→ **Text**:
+++
3.2 Hybrid Turbulence Parametrization

In the following two sections, we present time series and vertical profiles of the same case study day (1 July 2015), but now from the simulation with the turb_hybrid scheme. We also provide an estimate of the horizontal shear production from observations.

3.2.1 Time Series: Day

Figure 7 shows the results for 1 July 2015 when invoking the turb_hybrid scheme with the horizontal shear production and TKE advection. Compared to the simulation with the turb_1D scheme, the model does not exhibit much change in wind speed and direction at the CS-VF0 station (Fig. 7a). For the CS-NF27 station, the upslope flows now start earlier (0400 UTC) in the model (Fig. 7e). The new 3D effects do not have a large influence on the simulation of TKE before noon when buoyancy is the main production mechanism.
+++
→ **Work instructions**:
[A] List every figure reference that appears in the turbulence text, in the form it takes there.
[B] Repeat the passage of the turbulence text that begins at the words "3.2 Hybrid Turbulence" and ends after "production from observations.".
None of the lines that follow are needed for the tasks.
+++
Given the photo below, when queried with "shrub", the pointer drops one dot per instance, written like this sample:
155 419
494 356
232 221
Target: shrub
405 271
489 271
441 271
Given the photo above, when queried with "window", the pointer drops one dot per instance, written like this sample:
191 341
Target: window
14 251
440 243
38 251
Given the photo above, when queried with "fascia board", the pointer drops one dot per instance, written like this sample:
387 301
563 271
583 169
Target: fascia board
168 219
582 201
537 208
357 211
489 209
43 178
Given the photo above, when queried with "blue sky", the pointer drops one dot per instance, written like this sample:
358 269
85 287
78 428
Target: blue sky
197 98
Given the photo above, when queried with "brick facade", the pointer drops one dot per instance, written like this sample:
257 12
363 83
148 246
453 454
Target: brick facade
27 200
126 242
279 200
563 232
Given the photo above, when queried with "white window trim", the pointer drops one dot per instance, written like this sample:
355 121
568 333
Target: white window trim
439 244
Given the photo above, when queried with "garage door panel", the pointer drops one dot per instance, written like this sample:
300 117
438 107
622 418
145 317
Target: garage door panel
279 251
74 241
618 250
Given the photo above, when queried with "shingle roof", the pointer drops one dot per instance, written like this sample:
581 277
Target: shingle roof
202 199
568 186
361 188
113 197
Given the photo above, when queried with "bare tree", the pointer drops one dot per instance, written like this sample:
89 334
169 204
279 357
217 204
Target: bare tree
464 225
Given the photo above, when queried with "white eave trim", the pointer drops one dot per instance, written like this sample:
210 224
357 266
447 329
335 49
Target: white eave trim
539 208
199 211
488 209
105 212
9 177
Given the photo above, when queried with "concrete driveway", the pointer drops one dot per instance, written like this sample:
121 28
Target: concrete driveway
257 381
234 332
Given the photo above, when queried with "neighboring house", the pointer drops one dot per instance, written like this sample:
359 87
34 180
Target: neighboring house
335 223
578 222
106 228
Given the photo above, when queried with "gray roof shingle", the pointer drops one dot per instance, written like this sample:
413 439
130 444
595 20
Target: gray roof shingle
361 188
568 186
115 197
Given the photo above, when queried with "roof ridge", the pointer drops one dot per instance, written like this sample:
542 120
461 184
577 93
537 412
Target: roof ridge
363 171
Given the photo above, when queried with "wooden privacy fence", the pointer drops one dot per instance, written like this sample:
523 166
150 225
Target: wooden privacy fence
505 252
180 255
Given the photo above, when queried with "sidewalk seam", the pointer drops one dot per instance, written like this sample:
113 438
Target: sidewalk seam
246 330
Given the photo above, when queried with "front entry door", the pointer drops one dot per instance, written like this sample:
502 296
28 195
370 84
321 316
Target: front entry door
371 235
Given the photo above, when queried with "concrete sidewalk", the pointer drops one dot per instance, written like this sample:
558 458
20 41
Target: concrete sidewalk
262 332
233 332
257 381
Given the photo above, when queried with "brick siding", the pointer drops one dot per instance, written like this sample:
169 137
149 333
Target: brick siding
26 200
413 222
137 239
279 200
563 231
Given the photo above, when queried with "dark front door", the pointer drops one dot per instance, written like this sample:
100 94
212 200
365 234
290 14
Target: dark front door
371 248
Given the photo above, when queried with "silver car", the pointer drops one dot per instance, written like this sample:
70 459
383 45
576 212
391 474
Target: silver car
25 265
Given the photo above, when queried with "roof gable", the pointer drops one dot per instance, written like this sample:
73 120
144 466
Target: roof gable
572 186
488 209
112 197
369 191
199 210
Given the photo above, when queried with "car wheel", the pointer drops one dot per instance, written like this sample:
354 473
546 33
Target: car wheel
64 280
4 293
+++
→ **Per-task answers**:
[A] Figure 7, Fig. 7a, Fig. 7e

[B]
3.2 Hybrid Turbulence Parametrization

In the following two sections, we present time series and vertical profiles of the same case study day (1 July 2015), but now from the simulation with the turb_hybrid scheme. We also provide an estimate of the horizontal shear production from observations.